DATA TO PROCESS ▸
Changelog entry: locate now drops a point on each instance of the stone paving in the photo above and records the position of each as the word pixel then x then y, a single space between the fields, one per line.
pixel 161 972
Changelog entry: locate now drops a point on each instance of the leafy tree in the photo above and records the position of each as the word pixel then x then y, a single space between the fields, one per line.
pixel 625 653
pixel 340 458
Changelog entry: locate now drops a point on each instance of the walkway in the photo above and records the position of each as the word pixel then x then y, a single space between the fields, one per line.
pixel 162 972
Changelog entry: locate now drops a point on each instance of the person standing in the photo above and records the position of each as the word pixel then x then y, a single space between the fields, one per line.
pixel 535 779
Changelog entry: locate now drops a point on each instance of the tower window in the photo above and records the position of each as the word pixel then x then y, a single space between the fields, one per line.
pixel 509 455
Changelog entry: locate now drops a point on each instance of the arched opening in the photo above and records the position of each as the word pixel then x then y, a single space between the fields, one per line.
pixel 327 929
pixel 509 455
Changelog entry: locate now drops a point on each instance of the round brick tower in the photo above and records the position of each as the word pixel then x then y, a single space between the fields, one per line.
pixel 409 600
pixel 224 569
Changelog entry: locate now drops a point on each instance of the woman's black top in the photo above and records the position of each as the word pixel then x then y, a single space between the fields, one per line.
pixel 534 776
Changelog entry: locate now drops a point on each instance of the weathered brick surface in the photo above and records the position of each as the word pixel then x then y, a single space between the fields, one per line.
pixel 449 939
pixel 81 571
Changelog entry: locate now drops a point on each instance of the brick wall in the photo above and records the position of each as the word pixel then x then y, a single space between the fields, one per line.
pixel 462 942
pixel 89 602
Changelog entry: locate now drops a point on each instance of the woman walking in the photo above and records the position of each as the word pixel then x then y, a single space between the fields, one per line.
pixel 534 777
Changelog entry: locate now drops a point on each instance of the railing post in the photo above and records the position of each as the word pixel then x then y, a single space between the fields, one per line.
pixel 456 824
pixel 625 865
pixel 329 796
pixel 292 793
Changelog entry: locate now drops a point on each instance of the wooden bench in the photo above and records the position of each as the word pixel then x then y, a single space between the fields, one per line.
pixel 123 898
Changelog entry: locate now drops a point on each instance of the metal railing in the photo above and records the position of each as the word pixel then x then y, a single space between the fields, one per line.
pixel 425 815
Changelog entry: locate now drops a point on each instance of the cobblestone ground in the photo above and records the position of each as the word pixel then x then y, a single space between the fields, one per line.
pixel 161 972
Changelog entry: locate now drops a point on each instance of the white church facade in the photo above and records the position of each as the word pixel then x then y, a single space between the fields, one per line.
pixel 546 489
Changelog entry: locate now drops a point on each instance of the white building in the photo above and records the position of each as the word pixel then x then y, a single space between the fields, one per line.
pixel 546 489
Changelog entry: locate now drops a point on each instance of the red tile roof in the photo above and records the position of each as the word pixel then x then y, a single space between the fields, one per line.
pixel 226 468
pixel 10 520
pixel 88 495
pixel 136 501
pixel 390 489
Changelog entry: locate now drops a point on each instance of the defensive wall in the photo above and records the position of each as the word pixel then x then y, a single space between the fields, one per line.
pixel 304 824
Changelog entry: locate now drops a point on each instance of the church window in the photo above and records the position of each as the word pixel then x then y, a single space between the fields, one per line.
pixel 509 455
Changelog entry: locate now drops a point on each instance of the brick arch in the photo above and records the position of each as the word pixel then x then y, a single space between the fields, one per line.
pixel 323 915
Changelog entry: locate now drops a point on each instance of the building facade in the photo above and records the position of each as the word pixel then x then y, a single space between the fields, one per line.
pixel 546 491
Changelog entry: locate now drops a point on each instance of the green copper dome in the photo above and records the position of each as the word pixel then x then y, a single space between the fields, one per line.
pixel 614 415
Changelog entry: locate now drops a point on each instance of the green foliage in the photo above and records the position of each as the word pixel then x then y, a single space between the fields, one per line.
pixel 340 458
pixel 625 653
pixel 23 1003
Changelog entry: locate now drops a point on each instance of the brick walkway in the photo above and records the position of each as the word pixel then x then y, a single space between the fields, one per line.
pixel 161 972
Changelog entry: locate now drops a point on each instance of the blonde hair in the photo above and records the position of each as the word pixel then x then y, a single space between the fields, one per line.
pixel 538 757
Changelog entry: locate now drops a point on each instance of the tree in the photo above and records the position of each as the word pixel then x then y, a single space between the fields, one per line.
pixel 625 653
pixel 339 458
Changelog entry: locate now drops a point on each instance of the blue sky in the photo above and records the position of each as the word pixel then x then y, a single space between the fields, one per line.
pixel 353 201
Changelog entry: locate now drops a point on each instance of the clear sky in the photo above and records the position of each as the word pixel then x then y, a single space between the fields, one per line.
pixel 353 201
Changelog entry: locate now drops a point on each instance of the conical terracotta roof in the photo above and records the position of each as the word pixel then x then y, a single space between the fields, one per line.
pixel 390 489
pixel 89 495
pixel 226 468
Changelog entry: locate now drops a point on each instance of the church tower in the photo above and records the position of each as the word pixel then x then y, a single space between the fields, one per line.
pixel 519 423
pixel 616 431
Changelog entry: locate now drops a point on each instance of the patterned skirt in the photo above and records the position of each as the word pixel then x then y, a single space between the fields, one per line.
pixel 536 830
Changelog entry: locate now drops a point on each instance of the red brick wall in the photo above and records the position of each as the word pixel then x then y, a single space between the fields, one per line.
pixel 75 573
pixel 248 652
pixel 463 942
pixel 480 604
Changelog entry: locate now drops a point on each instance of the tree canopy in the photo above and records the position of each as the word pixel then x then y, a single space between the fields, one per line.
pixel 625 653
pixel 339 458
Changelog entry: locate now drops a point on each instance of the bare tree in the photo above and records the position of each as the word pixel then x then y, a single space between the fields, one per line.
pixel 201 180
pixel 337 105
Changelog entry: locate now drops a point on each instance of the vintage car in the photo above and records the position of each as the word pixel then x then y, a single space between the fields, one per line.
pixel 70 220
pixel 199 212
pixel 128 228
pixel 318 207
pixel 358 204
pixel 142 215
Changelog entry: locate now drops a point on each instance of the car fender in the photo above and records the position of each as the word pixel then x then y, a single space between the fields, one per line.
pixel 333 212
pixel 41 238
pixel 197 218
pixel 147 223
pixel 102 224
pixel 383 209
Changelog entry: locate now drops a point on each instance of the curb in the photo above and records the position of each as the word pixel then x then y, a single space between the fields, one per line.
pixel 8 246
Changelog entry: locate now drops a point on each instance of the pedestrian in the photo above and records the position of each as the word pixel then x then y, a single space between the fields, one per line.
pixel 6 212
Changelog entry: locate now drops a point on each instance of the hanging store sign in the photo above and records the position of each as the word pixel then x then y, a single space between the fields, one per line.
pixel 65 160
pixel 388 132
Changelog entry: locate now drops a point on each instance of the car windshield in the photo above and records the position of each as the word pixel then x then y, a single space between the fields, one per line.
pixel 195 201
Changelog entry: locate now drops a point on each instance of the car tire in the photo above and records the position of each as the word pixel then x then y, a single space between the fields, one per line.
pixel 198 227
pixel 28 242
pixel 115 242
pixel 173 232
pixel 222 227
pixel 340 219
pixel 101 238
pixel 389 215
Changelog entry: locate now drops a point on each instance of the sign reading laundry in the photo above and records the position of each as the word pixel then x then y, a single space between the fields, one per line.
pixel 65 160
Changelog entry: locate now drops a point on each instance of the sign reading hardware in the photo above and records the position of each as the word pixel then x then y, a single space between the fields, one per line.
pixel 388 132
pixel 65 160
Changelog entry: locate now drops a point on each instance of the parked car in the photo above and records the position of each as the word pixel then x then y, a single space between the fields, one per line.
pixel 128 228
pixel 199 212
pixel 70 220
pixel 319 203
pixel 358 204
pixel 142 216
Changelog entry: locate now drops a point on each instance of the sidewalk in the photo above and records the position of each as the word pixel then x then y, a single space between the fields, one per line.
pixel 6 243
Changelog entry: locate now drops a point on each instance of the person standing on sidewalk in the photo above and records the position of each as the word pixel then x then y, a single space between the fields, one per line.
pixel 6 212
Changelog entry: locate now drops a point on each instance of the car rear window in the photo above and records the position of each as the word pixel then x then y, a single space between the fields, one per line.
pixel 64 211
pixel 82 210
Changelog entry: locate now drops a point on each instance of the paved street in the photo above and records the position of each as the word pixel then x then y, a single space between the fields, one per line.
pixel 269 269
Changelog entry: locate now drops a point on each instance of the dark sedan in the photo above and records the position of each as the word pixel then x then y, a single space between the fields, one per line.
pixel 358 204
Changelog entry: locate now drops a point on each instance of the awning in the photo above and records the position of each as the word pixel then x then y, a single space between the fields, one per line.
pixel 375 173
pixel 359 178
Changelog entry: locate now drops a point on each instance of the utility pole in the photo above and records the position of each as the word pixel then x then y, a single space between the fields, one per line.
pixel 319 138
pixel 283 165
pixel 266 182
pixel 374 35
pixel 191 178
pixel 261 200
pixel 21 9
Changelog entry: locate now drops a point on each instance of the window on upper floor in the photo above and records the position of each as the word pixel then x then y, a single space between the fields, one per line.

TASK TO COMPLETE ▸
Render everything from the start of the data down through the line containing "pixel 224 569" as a two-column CSV with the headers text and answer. Use one row for each text paired with its answer, put each value in a single quoted field, and replace line breaks with spaces.

RESULT ▸
text,answer
"Changelog entry: locate now drops a point on each instance of the stone paving in the photo above and records the position of each as the word pixel then x then y, a single space between the fields, one per line.","pixel 161 972"
"Changelog entry: locate now drops a point on each instance of the leafy tree in the photo above and records the position of each as the word pixel then x then y, a single space between the fields, one per line.","pixel 625 653 pixel 340 458"
"Changelog entry: locate now drops a point on each instance of the walkway in the photo above and records the position of each as the word pixel then x then y, a single space between the fields, one per line.","pixel 162 972"
"Changelog entry: locate now drops a point on each instance of the person standing in the photo above and records the position of each as the word pixel then x then y, a single space between the fields, one per line.","pixel 535 779"
"Changelog entry: locate now drops a point on each instance of the tower window in the photo above and records the position of each as the word pixel then x then y, a single space between the fields, one per line.","pixel 509 455"
"Changelog entry: locate now drops a point on each instance of the arched opening in the photo above and records the position of each as the word pixel then x then y, a single space between the fields, one per line.","pixel 327 929 pixel 509 455"
"Changelog entry: locate now drops a point on each instance of the round brick tower in the photo above and records the position of each as the word pixel then x then y, a single space between the fields, one per line.","pixel 409 600 pixel 224 569"